:: CHALLENGE ::
Collect every line in the lines below that contains the word "stainless", matching case exactly.

:: ITEMS ::
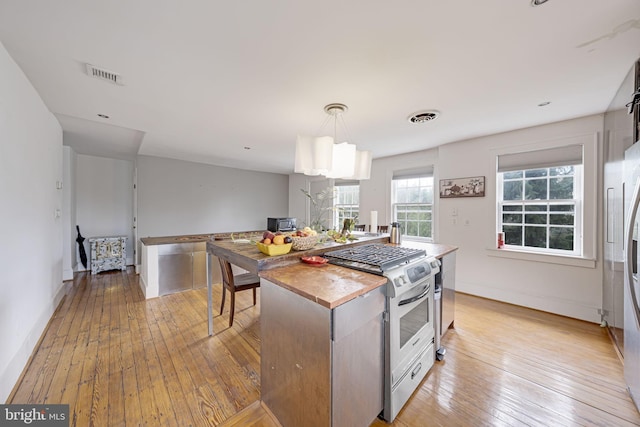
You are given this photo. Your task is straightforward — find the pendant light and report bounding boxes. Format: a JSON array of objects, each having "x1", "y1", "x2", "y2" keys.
[{"x1": 294, "y1": 103, "x2": 371, "y2": 180}]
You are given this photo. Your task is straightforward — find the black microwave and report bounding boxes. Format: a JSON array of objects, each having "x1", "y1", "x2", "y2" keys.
[{"x1": 267, "y1": 218, "x2": 296, "y2": 232}]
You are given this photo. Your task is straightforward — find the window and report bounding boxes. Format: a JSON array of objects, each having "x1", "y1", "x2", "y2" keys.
[
  {"x1": 497, "y1": 147, "x2": 582, "y2": 255},
  {"x1": 333, "y1": 183, "x2": 360, "y2": 229},
  {"x1": 392, "y1": 168, "x2": 433, "y2": 240}
]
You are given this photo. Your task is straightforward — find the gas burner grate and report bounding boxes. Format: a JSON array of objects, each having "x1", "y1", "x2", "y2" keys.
[{"x1": 324, "y1": 243, "x2": 427, "y2": 271}]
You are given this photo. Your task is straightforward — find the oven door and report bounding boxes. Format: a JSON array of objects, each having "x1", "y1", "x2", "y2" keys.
[{"x1": 389, "y1": 277, "x2": 434, "y2": 385}]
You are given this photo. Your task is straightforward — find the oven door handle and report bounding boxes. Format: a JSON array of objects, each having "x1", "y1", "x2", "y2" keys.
[{"x1": 398, "y1": 286, "x2": 431, "y2": 306}]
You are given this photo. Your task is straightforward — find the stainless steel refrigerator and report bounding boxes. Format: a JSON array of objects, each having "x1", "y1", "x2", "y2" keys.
[{"x1": 623, "y1": 142, "x2": 640, "y2": 407}]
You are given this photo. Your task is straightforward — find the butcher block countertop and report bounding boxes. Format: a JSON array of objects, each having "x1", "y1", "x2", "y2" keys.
[
  {"x1": 207, "y1": 234, "x2": 389, "y2": 274},
  {"x1": 140, "y1": 230, "x2": 262, "y2": 246},
  {"x1": 260, "y1": 262, "x2": 387, "y2": 309}
]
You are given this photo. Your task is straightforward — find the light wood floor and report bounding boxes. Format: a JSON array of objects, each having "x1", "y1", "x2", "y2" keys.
[{"x1": 7, "y1": 271, "x2": 640, "y2": 427}]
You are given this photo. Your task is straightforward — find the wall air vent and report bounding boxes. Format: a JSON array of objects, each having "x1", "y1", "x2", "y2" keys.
[
  {"x1": 407, "y1": 110, "x2": 440, "y2": 123},
  {"x1": 85, "y1": 64, "x2": 124, "y2": 86}
]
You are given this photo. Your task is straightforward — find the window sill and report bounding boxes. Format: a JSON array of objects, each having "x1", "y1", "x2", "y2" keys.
[{"x1": 486, "y1": 248, "x2": 596, "y2": 268}]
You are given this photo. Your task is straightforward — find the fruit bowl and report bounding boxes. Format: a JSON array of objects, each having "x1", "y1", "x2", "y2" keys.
[
  {"x1": 256, "y1": 242, "x2": 292, "y2": 256},
  {"x1": 291, "y1": 236, "x2": 318, "y2": 251}
]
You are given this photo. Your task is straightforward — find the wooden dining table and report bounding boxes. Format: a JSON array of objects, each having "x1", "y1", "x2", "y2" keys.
[{"x1": 207, "y1": 233, "x2": 389, "y2": 336}]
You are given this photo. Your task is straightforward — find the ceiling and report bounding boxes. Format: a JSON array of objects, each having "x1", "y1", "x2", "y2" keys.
[{"x1": 0, "y1": 0, "x2": 640, "y2": 173}]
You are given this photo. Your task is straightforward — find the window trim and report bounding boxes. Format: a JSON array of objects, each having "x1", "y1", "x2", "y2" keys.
[
  {"x1": 332, "y1": 181, "x2": 361, "y2": 230},
  {"x1": 485, "y1": 131, "x2": 600, "y2": 268},
  {"x1": 496, "y1": 164, "x2": 585, "y2": 257}
]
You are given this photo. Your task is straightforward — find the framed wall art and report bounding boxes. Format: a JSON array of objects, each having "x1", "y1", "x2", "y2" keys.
[{"x1": 440, "y1": 176, "x2": 484, "y2": 199}]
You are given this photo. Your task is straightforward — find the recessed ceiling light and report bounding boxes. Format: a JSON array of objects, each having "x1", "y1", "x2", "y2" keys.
[
  {"x1": 407, "y1": 110, "x2": 440, "y2": 123},
  {"x1": 531, "y1": 0, "x2": 549, "y2": 6}
]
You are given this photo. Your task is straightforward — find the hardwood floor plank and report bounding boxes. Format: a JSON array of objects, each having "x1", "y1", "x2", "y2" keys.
[{"x1": 9, "y1": 269, "x2": 640, "y2": 427}]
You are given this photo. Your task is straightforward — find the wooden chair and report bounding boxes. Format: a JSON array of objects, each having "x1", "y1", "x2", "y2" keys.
[{"x1": 218, "y1": 258, "x2": 260, "y2": 327}]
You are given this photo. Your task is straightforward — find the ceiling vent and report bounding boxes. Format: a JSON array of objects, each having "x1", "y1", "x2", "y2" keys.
[
  {"x1": 408, "y1": 110, "x2": 440, "y2": 123},
  {"x1": 85, "y1": 64, "x2": 124, "y2": 86}
]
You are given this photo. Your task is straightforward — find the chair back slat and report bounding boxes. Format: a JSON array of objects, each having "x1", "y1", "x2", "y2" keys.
[{"x1": 218, "y1": 258, "x2": 233, "y2": 286}]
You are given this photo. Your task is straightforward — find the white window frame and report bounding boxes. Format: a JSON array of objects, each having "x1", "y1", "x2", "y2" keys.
[
  {"x1": 496, "y1": 164, "x2": 584, "y2": 256},
  {"x1": 333, "y1": 182, "x2": 360, "y2": 230},
  {"x1": 391, "y1": 172, "x2": 435, "y2": 242},
  {"x1": 485, "y1": 135, "x2": 601, "y2": 268}
]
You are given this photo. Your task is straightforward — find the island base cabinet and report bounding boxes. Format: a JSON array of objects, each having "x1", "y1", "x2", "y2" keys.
[{"x1": 260, "y1": 279, "x2": 384, "y2": 427}]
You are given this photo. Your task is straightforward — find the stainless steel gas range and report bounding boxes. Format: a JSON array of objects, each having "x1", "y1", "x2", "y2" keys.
[{"x1": 324, "y1": 243, "x2": 440, "y2": 422}]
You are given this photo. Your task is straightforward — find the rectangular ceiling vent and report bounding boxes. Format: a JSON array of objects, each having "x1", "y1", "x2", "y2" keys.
[{"x1": 85, "y1": 64, "x2": 124, "y2": 86}]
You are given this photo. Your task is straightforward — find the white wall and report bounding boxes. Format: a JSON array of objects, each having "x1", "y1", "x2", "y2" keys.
[
  {"x1": 62, "y1": 145, "x2": 77, "y2": 280},
  {"x1": 73, "y1": 154, "x2": 134, "y2": 270},
  {"x1": 0, "y1": 44, "x2": 64, "y2": 402},
  {"x1": 360, "y1": 115, "x2": 603, "y2": 323},
  {"x1": 137, "y1": 156, "x2": 289, "y2": 251}
]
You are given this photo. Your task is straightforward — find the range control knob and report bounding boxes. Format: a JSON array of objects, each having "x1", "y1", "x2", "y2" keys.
[{"x1": 394, "y1": 275, "x2": 407, "y2": 287}]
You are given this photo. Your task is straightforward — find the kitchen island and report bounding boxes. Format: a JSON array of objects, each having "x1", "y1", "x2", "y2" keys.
[{"x1": 207, "y1": 235, "x2": 457, "y2": 426}]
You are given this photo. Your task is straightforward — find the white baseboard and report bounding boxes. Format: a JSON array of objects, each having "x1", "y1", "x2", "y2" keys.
[
  {"x1": 456, "y1": 281, "x2": 601, "y2": 323},
  {"x1": 0, "y1": 283, "x2": 67, "y2": 403}
]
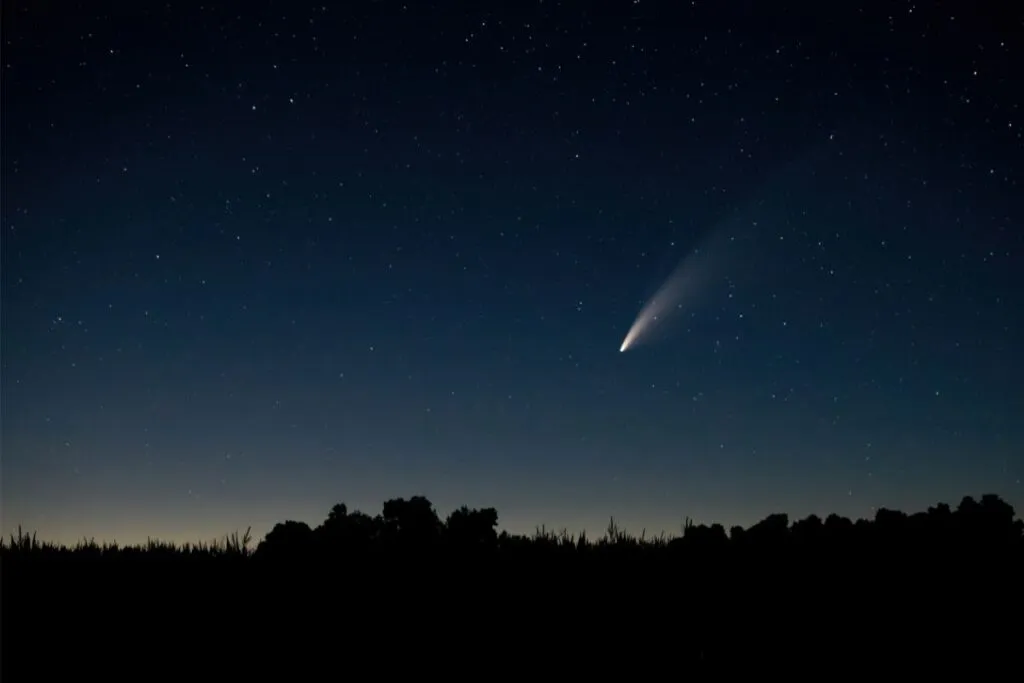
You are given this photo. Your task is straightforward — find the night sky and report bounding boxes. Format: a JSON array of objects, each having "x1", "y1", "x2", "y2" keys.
[{"x1": 0, "y1": 0, "x2": 1024, "y2": 542}]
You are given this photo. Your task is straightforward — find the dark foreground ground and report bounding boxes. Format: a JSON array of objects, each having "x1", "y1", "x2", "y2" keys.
[{"x1": 2, "y1": 499, "x2": 1024, "y2": 681}]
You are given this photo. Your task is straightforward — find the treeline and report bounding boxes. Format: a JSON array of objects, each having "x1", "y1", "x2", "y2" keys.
[
  {"x1": 0, "y1": 495, "x2": 1024, "y2": 563},
  {"x1": 0, "y1": 496, "x2": 1024, "y2": 680}
]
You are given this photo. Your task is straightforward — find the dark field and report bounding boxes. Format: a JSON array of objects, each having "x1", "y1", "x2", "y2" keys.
[{"x1": 2, "y1": 496, "x2": 1024, "y2": 680}]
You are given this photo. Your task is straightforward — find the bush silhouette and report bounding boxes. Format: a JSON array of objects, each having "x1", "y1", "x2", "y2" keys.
[{"x1": 0, "y1": 495, "x2": 1024, "y2": 680}]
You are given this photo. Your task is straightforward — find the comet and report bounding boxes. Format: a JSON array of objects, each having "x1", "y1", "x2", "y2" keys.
[{"x1": 618, "y1": 225, "x2": 737, "y2": 353}]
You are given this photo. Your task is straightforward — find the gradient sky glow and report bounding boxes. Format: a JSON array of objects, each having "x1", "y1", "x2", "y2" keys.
[{"x1": 0, "y1": 0, "x2": 1024, "y2": 542}]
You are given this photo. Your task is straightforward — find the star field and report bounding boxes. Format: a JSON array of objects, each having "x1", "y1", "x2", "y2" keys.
[{"x1": 0, "y1": 0, "x2": 1024, "y2": 541}]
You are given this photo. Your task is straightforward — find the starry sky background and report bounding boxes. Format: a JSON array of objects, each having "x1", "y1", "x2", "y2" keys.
[{"x1": 6, "y1": 0, "x2": 1024, "y2": 542}]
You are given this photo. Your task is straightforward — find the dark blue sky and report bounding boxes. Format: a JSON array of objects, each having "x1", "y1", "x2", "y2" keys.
[{"x1": 0, "y1": 1, "x2": 1024, "y2": 541}]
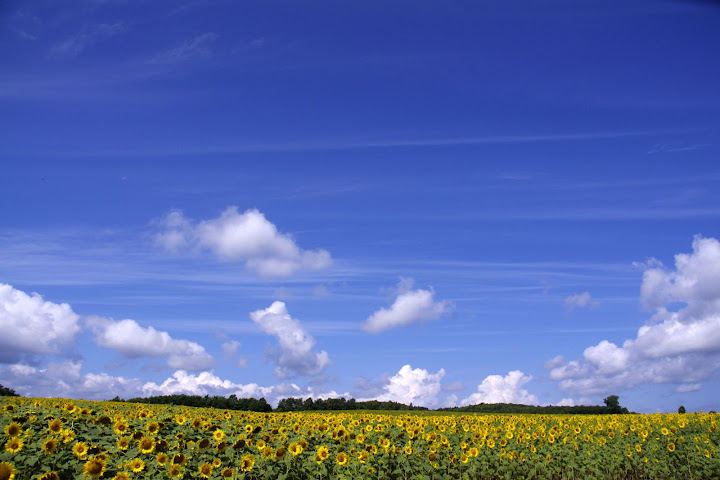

:: COMPLETE ANSWER ::
You are given this photo. Your task is straightforward — find the stainless steel refrigerator and report bounding boxes. Format: a JSON array of objects, each having "x1", "y1", "x2", "y2" keys.
You are given this photo. Your task is straightforward — find the stainless steel gas range and report bounding boxes. Format: a JSON array of objects, each having "x1", "y1", "x2", "y2" keys.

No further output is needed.